Excerpt to read:
——————————
On Monday January 11, we kick off our 2021 webinars with a discussion on whether a rise in taxes will be inevitable to pay off covid debts, and whether the Modern Monetary Theory can offer any new answers or policy ideas to sole post-covid challenges.
The covid-19 pandemic and the necessary policy response – lockdowns, contraction in economic activity, fiscal spending to offset the shortfall in incomes and demand – will leave multiple governments and central banks with inevitable challenges: higher public debt and deficits, higher unemployment, and potential, multi-year recovery and adjustment in the labour markets.
The increase in public debt as especially worrying to some observers who fear an inevitable increases in taxes that would deflate the uncertain recovery and only prolong the slump in growth. These concerns are likely strengthened by the negative effects of fiscal austerity that followed 2008-9 and Eurozone crises.
The search for a new approach brought back attention to the Modern Monetary Theory, or MMT. One of the core tenets of the MMT is a claim that as long as countries maintain their ‘monetary sovereignty’ (or essentially have debts in their own currency, not foreign), they can keep interest rates low and effectively ‘print’ own money to finance the government without fear of default.
——————————
Extracted material:
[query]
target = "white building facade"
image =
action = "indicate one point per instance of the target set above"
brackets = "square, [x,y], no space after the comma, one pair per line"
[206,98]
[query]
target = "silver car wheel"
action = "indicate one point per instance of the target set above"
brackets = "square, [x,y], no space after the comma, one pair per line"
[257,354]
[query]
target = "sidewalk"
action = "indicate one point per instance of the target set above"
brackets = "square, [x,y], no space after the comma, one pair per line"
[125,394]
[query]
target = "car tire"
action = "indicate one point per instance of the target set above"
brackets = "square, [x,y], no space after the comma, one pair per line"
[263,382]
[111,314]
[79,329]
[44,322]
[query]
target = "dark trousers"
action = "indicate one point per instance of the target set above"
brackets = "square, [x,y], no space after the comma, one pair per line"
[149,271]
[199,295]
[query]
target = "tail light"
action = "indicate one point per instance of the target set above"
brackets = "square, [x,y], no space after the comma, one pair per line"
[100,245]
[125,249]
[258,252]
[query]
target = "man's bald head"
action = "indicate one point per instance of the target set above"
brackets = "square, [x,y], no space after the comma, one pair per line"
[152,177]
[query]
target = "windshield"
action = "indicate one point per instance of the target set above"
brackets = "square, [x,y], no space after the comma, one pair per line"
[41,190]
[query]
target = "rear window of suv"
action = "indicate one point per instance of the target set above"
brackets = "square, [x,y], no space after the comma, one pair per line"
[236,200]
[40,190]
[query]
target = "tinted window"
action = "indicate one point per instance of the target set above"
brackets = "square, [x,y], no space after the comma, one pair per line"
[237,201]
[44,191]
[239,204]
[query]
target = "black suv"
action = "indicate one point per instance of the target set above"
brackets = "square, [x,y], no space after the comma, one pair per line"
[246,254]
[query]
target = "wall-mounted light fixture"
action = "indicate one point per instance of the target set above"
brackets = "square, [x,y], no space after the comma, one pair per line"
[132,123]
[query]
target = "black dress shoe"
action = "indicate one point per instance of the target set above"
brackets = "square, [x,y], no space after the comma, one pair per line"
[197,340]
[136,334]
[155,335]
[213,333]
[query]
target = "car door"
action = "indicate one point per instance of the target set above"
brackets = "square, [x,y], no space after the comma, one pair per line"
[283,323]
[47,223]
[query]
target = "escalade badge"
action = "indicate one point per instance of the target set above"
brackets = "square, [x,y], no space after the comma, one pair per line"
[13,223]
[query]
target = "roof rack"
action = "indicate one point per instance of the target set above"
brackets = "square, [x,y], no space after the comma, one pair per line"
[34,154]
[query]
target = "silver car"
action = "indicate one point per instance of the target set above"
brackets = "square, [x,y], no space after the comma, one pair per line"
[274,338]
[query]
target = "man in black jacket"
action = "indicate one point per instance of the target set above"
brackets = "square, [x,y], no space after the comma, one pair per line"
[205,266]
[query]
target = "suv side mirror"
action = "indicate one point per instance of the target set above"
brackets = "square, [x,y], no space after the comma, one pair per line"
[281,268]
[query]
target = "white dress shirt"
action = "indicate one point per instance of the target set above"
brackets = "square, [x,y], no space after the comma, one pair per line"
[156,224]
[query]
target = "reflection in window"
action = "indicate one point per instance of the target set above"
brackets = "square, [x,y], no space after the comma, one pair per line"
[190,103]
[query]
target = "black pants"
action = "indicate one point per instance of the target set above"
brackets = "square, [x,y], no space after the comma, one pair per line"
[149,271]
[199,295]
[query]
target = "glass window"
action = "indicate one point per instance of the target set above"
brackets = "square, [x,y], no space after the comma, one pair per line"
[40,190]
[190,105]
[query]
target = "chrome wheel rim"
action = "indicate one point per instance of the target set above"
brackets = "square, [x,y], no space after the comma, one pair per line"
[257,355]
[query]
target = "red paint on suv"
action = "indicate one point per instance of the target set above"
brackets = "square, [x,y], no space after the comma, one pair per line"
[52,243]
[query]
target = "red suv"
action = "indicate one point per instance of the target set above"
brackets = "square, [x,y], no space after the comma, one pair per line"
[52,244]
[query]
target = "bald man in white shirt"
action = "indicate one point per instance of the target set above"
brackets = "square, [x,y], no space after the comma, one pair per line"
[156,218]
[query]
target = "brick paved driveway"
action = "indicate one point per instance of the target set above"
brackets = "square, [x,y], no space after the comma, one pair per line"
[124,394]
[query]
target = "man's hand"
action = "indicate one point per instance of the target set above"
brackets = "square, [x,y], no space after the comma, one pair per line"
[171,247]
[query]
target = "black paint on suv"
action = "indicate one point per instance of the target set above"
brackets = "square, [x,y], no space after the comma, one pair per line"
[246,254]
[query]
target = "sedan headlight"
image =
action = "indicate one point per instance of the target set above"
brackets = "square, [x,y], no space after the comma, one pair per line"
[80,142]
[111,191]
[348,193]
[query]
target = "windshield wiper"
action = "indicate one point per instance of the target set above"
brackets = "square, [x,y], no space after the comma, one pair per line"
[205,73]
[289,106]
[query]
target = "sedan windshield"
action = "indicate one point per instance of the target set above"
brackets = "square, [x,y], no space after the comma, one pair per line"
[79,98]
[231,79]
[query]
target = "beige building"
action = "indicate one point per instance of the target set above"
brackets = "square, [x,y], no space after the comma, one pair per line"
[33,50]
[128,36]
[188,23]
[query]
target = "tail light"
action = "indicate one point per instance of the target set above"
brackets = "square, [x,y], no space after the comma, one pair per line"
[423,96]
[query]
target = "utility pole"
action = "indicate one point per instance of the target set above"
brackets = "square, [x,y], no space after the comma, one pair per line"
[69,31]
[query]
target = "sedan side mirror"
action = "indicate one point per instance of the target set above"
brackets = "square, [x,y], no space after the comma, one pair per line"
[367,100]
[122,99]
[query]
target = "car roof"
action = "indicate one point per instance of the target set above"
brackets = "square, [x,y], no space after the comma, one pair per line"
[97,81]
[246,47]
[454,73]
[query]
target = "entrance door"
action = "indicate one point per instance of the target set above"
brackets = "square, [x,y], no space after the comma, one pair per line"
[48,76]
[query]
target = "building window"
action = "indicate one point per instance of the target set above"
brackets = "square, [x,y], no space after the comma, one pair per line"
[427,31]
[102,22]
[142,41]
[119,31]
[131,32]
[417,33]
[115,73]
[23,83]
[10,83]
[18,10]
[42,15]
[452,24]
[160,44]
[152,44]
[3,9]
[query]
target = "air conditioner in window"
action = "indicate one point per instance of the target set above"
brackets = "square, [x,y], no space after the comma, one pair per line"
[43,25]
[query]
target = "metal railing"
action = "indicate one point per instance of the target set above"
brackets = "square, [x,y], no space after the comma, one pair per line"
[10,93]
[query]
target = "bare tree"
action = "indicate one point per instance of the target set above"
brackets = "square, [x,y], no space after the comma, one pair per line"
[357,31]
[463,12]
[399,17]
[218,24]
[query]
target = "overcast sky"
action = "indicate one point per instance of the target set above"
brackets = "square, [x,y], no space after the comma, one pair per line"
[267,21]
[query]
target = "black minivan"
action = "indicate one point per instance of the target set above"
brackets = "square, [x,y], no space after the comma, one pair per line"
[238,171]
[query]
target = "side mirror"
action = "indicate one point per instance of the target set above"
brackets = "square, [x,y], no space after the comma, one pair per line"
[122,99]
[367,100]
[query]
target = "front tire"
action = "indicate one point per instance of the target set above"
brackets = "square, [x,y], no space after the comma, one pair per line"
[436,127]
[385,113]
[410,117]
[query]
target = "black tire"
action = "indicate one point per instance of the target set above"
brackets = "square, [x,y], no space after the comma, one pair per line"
——————————
To do: According to the webinar announcement, why do some observers find the rise in public debt especially worrying? Answer in one to three sentences.

The answer: They fear it will make tax increases inevitable, and those tax increases would deflate the uncertain recovery and only prolong the slump in growth. The negative effects of the fiscal austerity that followed the 2008-9 and Eurozone crises likely strengthen these concerns.